## Provided entries
▽

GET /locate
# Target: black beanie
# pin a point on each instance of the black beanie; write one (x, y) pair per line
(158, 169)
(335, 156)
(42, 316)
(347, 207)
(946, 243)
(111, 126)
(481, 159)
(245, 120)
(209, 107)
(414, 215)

△

## Task directions
What you give back should be exactly the lines from the one with "# pin a point" through the final line of the listing, and no others.

## Exercise result
# pin a point on each instance of the black beanie; write one (x, y) pair per line
(158, 169)
(335, 156)
(42, 316)
(347, 207)
(946, 243)
(111, 126)
(481, 159)
(245, 120)
(209, 107)
(414, 215)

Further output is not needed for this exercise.